__Work to complete__
The response should consist of every line below, unchanged.

------------

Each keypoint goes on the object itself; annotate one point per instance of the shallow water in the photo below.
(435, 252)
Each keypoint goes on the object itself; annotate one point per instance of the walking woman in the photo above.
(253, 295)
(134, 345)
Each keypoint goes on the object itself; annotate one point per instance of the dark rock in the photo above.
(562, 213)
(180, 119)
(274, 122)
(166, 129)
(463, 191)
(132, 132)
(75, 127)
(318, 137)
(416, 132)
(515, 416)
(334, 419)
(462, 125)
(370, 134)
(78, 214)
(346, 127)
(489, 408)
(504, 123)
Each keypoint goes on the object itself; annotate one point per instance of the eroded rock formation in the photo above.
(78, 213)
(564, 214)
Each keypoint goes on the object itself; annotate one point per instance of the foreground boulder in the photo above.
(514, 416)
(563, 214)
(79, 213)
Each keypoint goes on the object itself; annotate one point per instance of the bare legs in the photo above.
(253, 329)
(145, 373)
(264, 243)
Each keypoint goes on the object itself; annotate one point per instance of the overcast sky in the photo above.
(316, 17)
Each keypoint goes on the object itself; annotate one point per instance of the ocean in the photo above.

------------

__Written answer__
Each keypoint goes on the object itself; annotate one point per instance of the shallow water in the photo below.
(435, 252)
Each keypoint goes on the object itself; annotate one point per instance of the walking woman in the photo above.
(253, 295)
(134, 345)
Each keypoint goes on the object itself; annotate one point per instance of the dark rock in the photo above.
(562, 213)
(180, 119)
(274, 122)
(166, 129)
(463, 191)
(132, 132)
(75, 127)
(318, 137)
(416, 132)
(515, 416)
(334, 419)
(462, 125)
(370, 134)
(78, 214)
(346, 127)
(489, 408)
(504, 123)
Each keypoint goes on the object itself; annotate one point per instance of the eroded rock formation in the photo above.
(78, 213)
(564, 214)
Each keypoint goes on the object itself; annotate one point per instance of the foreground boulder in the photo above.
(514, 416)
(563, 214)
(79, 213)
Each keypoint goes on the object itself; annotate one point per instance of the bare legs in the photo above.
(253, 329)
(145, 373)
(264, 243)
Each keypoint goes on the object itself; annotate one point per instance of the overcast sky in the photo above.
(316, 17)
Each keypoint goes on the object itself; annotate one point per instance of the ocean in the photo above.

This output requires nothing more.